Предложенный отрывок >>
..............................
История с сыном произошла через 20 лет после свирепых неистовств над стрельцами, произошла в самый расцвет Петрова царствования. Отличием ее от стрелецкого времени было то, что здесь подверглись пыткам и казням уже ни в чем неповинные люди — масса людей. И казни были утонченнее: там просто рубили головы, здесь колесовали (тоже заимствование из Европы).

Вот свидетельство, что никакого внутреннего роста в этом человеке и христианине не было: как был злодей, так и остался злодеем, до конца жизни, не сознавая себя преступником.

Новый бог, которому поклонился Петр I, нисколько не мешал ему быть злым. Напротив, служением ему оправдывались преступления, бездушное государство — вот этот бог, идол. Ему был принесен в жертву родной сын и многие другие — оттого и не было раскаяния.

“Про Петра же знайте, что ему жизнь не дорога, была бы жива Россия”. Под Россией разумеется не собрание живых людей, а отвлеченное понятие — государство; отныне не христианская вера, как в Древней Руси, а новый идол будет единить русских: Российская империя. Под влиянием этого идола христианские понятия будут вырождаться в зверино-языческие.

Новое сознание — служение государству — не сразу появилось у Петра. Оно пришло незаметно со стороны, казалось бы, неожиданной: началось с детских забав в войну. Это было самое любимое занятие Петра.

Ставши единоличным царем, он всё управление предоставил матери (женщине недалекой) и близким, ей людям (не выше, чем она), и Наталия управляла царством (несомненно гораздо хуже, чем София с Василием Голицыным) до своей смерти (1794 г.). Во всё время правления матери Петр совершенно не интересовался ведением государственных дел, он продолжал играть в войну. От матери, как правительницы, он требовал всевозможных материалов для усложнения своих игр. Мать без памяти любила сына, и Петр с детства привык ни в чем не терпеть отказа, не знал никакой сдержки своему нраву. Всё его поведение было такого духа, что умная его сестра Софья называла Петра и его товарищей: Преображенские озорники. Нелады у Софьи были только с царицей Наталией и ее близкими, Петра она не опасалась, так как видела, что государственная власть его нисколько не интересует.

И это была правда, так как даже и после смерти матери Петр, “понуждаемый, как пишет его современник, вступить в управление царством, однако ж труда того не хотел понести и оставил всё правление другим лицам”. Сам продолжал играть в войну, от правителей же требовал незамедлительного исполнения всех нужных для его забавы вещей и людей, смотрел на государство, как на свою обширную военную кладовую.

К этому нужно добавить: получением царства Петр воспользовался, чтобы расширить до грандиозных размеров, как выражается энциклопедический словарь, свои увеселения. Если при матери он несколько стеснялся, злобно не кощунствовал, то теперь безобразиям и кощунствам всепьянейшего собора — пародии на церковную иерархию — нет предела. Достаточно привести два факта, чтобы характеризовать эти издевательства (продолжавшиеся до самой смерти Петра): всепьянейший папа-патриарх благословлял членов собрания чубуками (курительными трубками), держа их крест-накрест. — На свадьбе папы (Зотова) в храме ящик с водкой сделан был наподобие Евангелия (эта свадьба состоялась в конце царствования Петра). Свадьба была в Архангельском соборе в Москве, присутствующие на венчании были наряжены в шутовские платья. Вокруг церкви приказано было бить в медные тарелки, свистеть, в свистки, трещать в трещотки.
..............................
Представленные записи >>
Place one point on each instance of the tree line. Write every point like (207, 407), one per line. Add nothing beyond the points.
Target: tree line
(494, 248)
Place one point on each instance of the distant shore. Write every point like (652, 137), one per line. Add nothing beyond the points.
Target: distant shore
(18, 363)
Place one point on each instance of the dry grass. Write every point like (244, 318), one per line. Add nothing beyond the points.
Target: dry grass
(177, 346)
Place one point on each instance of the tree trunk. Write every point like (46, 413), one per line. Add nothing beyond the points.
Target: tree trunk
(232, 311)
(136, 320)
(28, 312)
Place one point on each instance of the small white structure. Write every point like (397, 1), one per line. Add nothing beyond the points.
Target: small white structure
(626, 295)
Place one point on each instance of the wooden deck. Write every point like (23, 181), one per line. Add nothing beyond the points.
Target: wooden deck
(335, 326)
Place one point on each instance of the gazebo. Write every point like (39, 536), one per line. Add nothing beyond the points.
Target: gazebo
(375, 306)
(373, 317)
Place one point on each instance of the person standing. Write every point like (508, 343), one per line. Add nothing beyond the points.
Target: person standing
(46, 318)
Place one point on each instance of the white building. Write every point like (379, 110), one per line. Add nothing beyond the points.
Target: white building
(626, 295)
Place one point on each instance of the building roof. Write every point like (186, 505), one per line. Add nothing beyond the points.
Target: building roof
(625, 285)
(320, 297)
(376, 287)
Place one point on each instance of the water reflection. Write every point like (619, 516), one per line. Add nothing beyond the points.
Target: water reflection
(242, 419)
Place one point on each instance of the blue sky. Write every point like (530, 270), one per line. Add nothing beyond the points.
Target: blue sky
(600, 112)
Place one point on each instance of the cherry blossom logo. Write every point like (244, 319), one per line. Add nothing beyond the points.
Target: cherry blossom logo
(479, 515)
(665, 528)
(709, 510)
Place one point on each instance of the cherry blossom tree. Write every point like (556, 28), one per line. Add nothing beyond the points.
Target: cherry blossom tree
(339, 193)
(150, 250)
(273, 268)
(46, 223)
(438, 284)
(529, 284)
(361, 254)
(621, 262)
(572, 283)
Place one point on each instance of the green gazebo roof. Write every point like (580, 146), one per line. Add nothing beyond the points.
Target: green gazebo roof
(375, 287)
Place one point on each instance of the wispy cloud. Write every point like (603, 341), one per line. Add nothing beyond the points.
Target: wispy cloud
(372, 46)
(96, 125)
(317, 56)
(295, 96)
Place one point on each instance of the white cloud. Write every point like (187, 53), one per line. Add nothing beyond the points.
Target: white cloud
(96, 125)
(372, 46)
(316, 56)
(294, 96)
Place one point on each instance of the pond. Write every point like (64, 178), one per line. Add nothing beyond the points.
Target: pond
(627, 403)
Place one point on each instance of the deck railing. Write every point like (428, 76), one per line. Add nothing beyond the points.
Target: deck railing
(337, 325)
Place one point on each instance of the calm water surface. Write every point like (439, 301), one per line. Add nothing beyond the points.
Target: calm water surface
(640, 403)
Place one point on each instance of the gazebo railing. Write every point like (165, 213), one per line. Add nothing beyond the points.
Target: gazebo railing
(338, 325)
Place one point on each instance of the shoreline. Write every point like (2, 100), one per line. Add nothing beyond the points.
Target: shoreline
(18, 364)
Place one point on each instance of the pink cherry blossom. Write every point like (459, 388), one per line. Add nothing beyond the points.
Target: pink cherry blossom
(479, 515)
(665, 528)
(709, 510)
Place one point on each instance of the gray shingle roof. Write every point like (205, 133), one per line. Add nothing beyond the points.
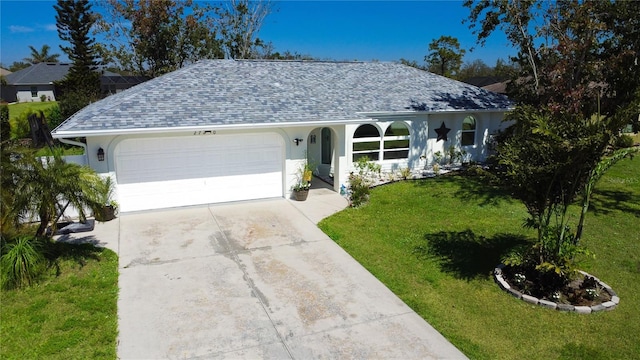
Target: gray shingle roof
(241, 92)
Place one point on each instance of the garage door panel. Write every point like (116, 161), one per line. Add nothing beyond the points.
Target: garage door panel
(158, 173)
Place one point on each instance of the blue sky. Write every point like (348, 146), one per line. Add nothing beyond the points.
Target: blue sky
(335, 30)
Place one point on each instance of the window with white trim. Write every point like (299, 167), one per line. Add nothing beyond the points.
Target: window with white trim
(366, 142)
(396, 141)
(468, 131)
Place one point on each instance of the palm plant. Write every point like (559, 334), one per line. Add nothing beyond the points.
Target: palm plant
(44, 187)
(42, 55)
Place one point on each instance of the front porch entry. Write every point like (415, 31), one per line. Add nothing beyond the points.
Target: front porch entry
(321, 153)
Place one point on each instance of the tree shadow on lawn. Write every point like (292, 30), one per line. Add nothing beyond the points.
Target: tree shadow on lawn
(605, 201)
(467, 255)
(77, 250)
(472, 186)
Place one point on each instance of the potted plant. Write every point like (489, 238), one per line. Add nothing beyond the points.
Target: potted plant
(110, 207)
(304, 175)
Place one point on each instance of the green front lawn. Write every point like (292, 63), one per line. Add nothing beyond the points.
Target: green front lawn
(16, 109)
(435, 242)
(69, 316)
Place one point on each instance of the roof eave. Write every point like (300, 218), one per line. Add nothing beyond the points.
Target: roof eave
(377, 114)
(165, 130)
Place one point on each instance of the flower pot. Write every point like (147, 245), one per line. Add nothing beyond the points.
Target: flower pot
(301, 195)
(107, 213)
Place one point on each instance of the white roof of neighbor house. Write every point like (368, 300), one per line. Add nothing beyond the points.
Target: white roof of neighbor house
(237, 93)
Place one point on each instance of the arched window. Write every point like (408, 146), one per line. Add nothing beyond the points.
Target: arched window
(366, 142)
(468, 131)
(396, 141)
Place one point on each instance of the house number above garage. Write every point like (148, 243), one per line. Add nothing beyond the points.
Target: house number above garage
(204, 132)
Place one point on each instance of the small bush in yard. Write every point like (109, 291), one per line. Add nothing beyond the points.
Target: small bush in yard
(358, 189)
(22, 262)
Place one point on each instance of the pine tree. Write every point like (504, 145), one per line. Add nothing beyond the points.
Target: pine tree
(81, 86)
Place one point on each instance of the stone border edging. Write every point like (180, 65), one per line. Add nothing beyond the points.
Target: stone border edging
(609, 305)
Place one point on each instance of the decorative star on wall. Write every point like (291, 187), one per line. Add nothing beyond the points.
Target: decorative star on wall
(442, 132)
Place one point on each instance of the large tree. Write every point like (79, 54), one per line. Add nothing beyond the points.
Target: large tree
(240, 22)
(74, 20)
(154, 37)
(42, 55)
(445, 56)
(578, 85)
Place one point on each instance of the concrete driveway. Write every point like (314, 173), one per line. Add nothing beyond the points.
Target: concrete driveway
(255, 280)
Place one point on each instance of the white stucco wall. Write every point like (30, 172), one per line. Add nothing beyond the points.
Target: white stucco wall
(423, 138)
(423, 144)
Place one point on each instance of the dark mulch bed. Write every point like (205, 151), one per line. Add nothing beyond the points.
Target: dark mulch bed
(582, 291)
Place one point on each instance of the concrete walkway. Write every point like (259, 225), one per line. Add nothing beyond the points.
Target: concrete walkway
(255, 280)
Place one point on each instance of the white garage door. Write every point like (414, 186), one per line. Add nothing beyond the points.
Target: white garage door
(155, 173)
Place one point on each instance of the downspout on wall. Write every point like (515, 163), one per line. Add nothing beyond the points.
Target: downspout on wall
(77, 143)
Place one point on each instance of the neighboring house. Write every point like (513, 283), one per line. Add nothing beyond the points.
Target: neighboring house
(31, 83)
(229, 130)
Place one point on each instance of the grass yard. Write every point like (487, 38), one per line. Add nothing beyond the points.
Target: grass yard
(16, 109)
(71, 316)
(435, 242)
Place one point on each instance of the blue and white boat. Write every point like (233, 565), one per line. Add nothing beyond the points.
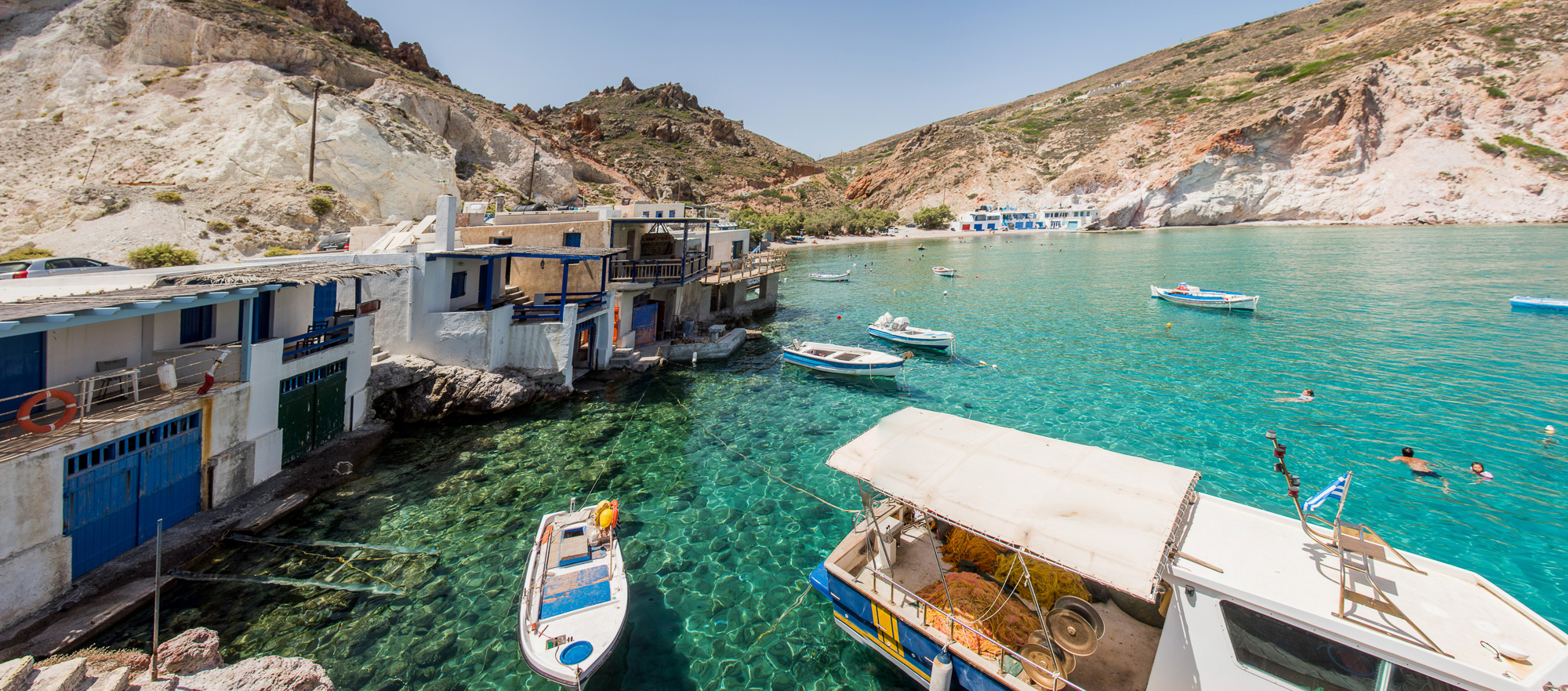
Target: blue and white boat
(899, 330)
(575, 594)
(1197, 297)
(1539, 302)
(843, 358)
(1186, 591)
..............................
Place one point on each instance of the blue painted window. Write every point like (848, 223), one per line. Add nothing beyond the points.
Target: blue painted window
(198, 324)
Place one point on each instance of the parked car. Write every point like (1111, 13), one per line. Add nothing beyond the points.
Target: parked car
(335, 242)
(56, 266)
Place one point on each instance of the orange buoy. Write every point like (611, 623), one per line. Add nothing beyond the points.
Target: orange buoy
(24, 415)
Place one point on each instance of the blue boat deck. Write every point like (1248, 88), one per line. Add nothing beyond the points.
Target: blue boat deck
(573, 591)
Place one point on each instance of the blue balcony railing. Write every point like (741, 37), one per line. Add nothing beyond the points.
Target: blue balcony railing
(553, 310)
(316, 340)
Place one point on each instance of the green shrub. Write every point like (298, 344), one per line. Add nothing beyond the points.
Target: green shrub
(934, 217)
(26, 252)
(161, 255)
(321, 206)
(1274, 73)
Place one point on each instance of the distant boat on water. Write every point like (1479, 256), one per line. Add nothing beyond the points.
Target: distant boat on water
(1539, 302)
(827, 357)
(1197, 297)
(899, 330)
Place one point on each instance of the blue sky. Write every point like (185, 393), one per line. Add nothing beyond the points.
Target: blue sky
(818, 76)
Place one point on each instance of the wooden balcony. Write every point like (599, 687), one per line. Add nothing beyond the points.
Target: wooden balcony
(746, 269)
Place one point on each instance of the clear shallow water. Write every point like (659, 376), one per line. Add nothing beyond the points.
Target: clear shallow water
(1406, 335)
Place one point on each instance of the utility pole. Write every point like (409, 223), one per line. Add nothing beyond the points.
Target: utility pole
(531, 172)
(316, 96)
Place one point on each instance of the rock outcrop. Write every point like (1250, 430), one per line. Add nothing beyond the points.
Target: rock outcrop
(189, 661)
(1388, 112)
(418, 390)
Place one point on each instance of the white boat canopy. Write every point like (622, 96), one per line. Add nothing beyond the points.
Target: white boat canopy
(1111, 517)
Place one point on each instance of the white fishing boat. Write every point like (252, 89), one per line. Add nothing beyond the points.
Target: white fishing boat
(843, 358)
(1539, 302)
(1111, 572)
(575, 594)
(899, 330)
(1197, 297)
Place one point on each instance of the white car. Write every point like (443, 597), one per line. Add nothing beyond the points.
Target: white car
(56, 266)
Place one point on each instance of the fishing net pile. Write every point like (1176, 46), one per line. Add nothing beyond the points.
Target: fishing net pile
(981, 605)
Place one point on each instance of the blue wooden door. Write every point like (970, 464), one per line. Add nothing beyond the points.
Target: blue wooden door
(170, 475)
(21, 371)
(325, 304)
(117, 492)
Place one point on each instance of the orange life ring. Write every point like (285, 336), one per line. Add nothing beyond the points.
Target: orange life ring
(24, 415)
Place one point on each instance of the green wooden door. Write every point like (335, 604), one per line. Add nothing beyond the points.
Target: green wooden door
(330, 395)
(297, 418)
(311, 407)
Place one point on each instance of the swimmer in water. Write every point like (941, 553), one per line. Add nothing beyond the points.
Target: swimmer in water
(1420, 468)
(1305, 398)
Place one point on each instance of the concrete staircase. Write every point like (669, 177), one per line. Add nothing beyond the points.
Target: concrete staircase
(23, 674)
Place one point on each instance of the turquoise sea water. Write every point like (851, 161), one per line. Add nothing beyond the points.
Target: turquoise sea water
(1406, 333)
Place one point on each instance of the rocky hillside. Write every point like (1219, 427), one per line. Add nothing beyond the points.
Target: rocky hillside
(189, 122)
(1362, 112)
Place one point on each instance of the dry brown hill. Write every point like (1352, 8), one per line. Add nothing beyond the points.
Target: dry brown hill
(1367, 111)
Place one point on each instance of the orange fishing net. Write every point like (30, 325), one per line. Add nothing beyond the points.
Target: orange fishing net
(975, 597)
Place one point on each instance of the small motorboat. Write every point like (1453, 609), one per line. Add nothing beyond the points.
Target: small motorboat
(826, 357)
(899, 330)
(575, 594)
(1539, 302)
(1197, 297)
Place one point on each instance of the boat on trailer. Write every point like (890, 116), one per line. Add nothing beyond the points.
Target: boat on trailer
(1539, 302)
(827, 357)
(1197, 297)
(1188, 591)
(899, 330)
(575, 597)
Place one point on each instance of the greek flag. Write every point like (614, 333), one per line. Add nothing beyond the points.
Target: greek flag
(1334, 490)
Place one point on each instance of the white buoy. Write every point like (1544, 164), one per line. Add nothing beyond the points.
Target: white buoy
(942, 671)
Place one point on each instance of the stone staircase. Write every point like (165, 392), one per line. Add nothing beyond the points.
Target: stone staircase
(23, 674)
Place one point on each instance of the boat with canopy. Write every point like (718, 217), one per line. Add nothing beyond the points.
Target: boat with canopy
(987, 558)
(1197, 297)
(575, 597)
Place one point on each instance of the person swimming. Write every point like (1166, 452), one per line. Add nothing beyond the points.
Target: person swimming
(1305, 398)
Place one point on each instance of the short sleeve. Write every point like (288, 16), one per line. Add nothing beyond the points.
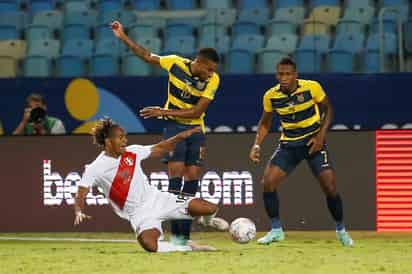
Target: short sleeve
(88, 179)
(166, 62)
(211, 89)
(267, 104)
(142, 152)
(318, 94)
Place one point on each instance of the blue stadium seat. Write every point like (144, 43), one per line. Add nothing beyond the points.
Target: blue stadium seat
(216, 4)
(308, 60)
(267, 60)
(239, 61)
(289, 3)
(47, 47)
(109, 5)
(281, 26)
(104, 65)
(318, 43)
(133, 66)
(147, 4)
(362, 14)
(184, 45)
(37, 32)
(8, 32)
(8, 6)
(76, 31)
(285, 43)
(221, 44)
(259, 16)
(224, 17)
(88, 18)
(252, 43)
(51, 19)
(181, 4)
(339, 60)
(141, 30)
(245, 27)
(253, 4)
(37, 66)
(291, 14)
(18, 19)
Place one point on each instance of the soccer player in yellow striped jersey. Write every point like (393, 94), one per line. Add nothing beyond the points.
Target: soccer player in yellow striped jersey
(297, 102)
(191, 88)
..............................
Список заданий >>
a: Как, судя по отрывку о Петре I, его сестра Софья называла Петра и его товарищей?
b: Сверьте с отрывком о Петре I три утверждения. Для каждого ответьте «да» или «нет» и приведите решающие слова отрывка дословно.
(i) История с сыном случилась через 20 лет после расправы над стрельцами.
(ii) При матери Петр всерьез занимался государственными делами.
(iii) Свадьба Зотова проходила в Успенском соборе.

Ответы к заданиям >>
a: Преображенские озорники.

b:
(i) Да: «История с сыном произошла через 20 лет после свирепых неистовств над стрельцами».
(ii) Нет: «Во всё время правления матери Петр совершенно не интересовался ведением государственных дел».
(iii) Нет: «Свадьба была в Архангельском соборе в Москве».